▶ Text block:
At work, we should all expect a safe and healthy workplace, to make enough to live and thrive, and to have a say over our working conditions. Laws regulating the workplace provide a basic foundation for our rights on the job, and make clear that employers have to follow the rules.

In California, legislation known as AB 5 (authored by Assemblywoman Lorena Gonzalez) would help ensure that this basic foundation of rights and protections applies to most workers across the state. AB 5 would make clear that most workers are employees covered by the many protections of workplace laws, rather than independent contractors, who have no such protections.

Work Can Be Secure and Flexible

As the 2019 legislation known as AB 5, which would codify the “ABC test”[i] to determine employee status, makes its way through the California legislature, corporate interests have opposed the bill. Most recently, companies that are the face of the “gig economy” have claimed that if they are required to treat their workers as employees, as many would be under AB 5, those workers would lose their flexibility to choose when to work. Those claims are not supported by any reasonable analysis of the bill’s legal requirements; they are instead motivated by the companies’ desire to continue treating their workforce as independent contractors, which allows them to disavow responsibility for the workers who build their businesses. Many employees today, whether in the gig economy or not, already enjoy the flexibility that these companies say is impossible for them to extend to employees.

Some gig companies claim that if they’re required to treat their workers as employees, those workers would lose their flexibility to choose when to work.

What’s in a Name? Independent Contractor v. Employee

The difference between being an independent contractor or an employee is significant and has long-term implications. Being an employee means a worker can access the protections we all can and should expect on the job.

At the state level, employee status means basic protections for an employee, like knowing she’ll make at least the minimum wage, and being protected from discrimination and harassment on the job. She would get other benefits, if her employer offers them or is required to offer them, like sick leave or vacation time. She would be covered by unemployment insurance and workers’ comp if she got injured on the job. At the federal level, in addition to basic federal wage and anti-discrimination protections, she would also have the protected right to come together with her colleagues to discuss work conditions and to seek to improve them by bargaining with the employer or joining a union.

A true independent contractor is someone who runs her own separate business, sets her own rates, builds a customer base, and takes on the risk of business failure.

Complying with these rules is the employer’s responsibility. Many companies prefer to call their workers independent contractors to avoid being accountable for these basic protections, and to evade payroll costs.[ii] A true independent contractor is someone who runs her own separate business, sets her own rates, builds a customer base, and takes on the risk of business failure. Most workers are not true independent contractors. If a worker is called an independent contractor, as is the case for many workers for gig companies, she loses out on the workplace protections that apply to employees. These protections create the minimum foundation for what any person who works should expect from her job.

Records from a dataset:
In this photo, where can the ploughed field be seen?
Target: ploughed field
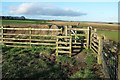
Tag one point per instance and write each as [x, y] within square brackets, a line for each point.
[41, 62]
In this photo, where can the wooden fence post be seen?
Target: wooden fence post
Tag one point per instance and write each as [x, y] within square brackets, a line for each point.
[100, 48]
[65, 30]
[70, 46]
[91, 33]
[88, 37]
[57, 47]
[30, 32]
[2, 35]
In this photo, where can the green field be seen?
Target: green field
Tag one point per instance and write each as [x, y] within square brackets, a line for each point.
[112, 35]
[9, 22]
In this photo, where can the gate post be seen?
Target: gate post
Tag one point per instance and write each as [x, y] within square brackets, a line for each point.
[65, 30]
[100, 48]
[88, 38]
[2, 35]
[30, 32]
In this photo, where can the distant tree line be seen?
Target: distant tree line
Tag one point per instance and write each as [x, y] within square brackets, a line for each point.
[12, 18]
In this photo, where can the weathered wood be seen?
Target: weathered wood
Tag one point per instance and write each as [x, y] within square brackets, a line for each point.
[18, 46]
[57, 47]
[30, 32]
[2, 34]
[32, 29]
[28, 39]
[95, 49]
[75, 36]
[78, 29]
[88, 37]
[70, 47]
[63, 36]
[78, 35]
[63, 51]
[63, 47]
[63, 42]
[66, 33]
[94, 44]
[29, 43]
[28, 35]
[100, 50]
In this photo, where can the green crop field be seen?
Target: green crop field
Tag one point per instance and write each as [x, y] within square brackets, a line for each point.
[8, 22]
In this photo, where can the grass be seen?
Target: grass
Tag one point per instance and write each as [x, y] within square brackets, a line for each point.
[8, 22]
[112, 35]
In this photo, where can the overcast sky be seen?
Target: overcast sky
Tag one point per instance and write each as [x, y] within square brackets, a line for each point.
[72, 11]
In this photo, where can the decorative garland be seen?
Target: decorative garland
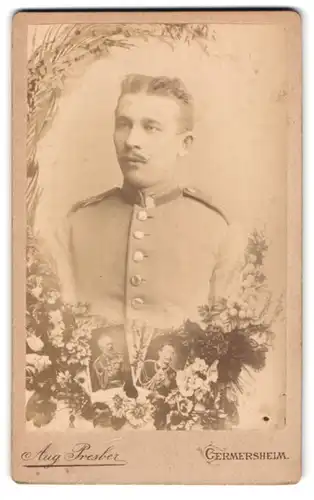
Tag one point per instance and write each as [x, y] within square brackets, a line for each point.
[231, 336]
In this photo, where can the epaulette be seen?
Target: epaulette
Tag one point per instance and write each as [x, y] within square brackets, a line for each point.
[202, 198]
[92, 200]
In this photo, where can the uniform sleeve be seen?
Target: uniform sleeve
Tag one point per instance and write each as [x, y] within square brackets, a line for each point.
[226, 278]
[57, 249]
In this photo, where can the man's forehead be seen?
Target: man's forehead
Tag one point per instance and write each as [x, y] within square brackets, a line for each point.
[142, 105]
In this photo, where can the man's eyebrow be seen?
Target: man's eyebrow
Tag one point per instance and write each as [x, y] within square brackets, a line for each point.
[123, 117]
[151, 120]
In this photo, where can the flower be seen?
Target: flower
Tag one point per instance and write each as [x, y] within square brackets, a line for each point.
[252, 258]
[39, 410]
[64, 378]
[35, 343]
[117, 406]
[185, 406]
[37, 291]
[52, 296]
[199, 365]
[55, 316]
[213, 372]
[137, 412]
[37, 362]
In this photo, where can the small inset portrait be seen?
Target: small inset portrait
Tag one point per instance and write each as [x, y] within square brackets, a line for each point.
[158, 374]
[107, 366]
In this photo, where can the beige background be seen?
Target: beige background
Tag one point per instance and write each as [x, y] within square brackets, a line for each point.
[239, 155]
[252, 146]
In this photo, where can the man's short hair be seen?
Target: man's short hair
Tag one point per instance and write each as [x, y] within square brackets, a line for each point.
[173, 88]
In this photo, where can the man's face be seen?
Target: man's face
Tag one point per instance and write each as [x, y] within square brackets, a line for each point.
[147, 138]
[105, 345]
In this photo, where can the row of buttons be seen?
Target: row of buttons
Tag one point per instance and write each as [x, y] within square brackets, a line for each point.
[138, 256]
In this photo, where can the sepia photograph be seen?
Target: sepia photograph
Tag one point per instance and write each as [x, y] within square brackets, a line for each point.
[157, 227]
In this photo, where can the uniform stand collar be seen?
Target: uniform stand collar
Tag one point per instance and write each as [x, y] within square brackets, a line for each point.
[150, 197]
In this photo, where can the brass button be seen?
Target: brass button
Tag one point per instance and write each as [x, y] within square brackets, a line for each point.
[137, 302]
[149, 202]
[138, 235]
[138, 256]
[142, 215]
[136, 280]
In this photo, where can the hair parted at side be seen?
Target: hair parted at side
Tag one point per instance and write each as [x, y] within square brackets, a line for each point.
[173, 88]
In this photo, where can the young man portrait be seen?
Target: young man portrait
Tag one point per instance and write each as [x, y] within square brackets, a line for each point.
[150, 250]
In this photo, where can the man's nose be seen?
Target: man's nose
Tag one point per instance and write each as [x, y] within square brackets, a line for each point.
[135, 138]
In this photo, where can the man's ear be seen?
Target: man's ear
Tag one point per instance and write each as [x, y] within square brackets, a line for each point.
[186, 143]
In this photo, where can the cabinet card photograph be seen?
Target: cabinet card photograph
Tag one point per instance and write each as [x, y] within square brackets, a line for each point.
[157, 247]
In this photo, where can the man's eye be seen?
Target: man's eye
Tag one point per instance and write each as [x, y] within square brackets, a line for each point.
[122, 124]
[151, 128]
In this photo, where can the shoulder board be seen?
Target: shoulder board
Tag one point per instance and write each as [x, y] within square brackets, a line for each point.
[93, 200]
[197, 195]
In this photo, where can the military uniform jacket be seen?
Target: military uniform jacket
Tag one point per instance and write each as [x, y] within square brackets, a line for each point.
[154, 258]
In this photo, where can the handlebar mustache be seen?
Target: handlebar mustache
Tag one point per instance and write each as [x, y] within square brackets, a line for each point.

▶ Your objective:
Answer these three questions from the text on AB 5:
1. Who authored AB 5?
2. What test would AB 5 codify to determine employee status?
3. At the federal level, beyond basic wage and anti-discrimination protections, what protected right would an employee also have?

▶ Solved exercise:
1. Assemblywoman Lorena Gonzalez.
2. The "ABC test."
3. The right to come together with her colleagues to discuss work conditions and to seek to improve them by bargaining with the employer or joining a union.